> _Given problem 1_
According to the Josef Fischer v. Austria judgment, on what date did the Court deliberate in private?
> _Given problem 2_
Proceed with the Josef Fischer v. Austria judgment from the point where the text stops.

# Start of Page excerpt

(Application no. 33382/96)



17 January 2002



This judgment will become final in the circumstances set out in Article 44 § 2 of the Convention. It may be subject to editorial revision.


In the case of Josef Fischer v. Austria,

The European Court of Human Rights (First Section), sitting as a Chamber composed of:

Mr C.L. Rozakis, President
 Mr G. Bonello
 Mr P. Lorenzen
 Mrs N. Vajić
 Mrs S. Botoucharova
 Mr V. Zagrebelsky
 Mrs E. Steiner, judges
and Mr E. Fribergh, Section Registrar,

Having deliberated in private on 13 December 2001,

Delivers the following judgment, which was adopted on the last-mentioned date:


1.  The case originated in an application (no. 33382/96) against the Republic of Austria lodged with the European Commission of Human Rights (“the Commission”) under former Article 25 of the Convention for the Protection of Human Rights and Fundamental Freedoms (“the Convention”) by an Austrian national,  Josef Fischer (“the applicant”), on 29 May 1996.

2.  The applicant was represented before the Court by Mr. A. Adam, a lawyer practising in Neulengbach (Austria). The Austrian Government (“the Government”) were represented by their Agent, Ambassador H. Winkler, Head of the International Law Department at the Federal Ministry of Foreign Affairs.

3.  The applicant alleged, in particular, that, in criminal proceedings against him, written observations of the Procurator General on his plea of nullity to the Supreme Court had not been communicated to him.

4.  The application was transmitted to the Court on 1 November 1998, when Protocol No. 11 to the Convention came into force (Article 5 § 2 of Protocol No. 11).

5.  The application was allocated to the Third Section of the Court (Rule 52 § 1 of the Rules of Court). Within that Section, the Chamber that would consider the case (Article 27 § 1 of the Convention) was constituted as provided in Rule 26 § 1 of the Rules of Court.

6.  By a decision of 6 January 2000 the Court declared the application partly inadmissible. By a decision of 20 March 2001 the Court declared the remainder of the application admissible.

7.  As from 1 November 2001 the application was reallocated to the First Section of the Court. Within that Section, the Chamber that would consider the case (Article 27 § 1 of the Convention) was constituted as provided in Rule 26 § 1 of the Rules of Court.

8.  Neither the applicant nor the Government filed observations on the merits (Rule 59 § 1).

# End of Page excerpt
# Start of Available data

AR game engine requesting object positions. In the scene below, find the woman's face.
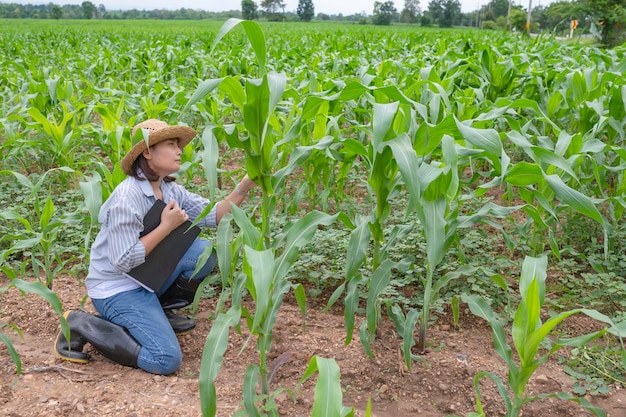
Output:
[143,139,183,178]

# End of Available data

> _Task output 1_
13 December 2001

> _Task output 2_
9.  On 12 May 1995 the Vienna Regional Court for Criminal Matters (Landesgericht für Strafsachen) convicted the applicant, inter alia, under Section 164 of the Penal Code (Strafgesetzbuch), on numerous counts of handling stolen goods (Hehlerei) and sentenced him to three years’ imprisonment. The Regional Court found that the applicant, who dealt with antiques, had bought, between 1986 and 1988, antiques which had been stolen in the north of Italy.

10.  On 14 September 1995 the applicant filed a plea of nullity and an appeal against sentence with the Supreme Court (Oberster Gerichtshof).

11.  On 12 October 1995 the Procurator General (Generalprokurator) submitted the following comments on the applicant’s plea of nullity:

"In the view of the Procurator General, the plea of nullity of the accused Josef Fischer can be dealt with under Section 285d of the Code of Criminal Procedure. The transmission of a decision is requested."

12.  On 21 November 1995 the Supreme Court dismissed the applicant’s plea of nullity and, as regards the appeal against sentence, referred the case to the Vienna Court of Appeal (Oberlandesgericht). On 23 January 1996 the Court of Appeal dismissed the applicant’s appeal.


13.  Under Section 285 (d) § 1 of the Code of Criminal Procedure (Strafprozessordnung), a plea of nullity may be rejected by the Supreme Court after deliberations in private if the Supreme Court unanimously finds that the complaint should be dismissed as manifestly ill-founded without any need for further deliberation.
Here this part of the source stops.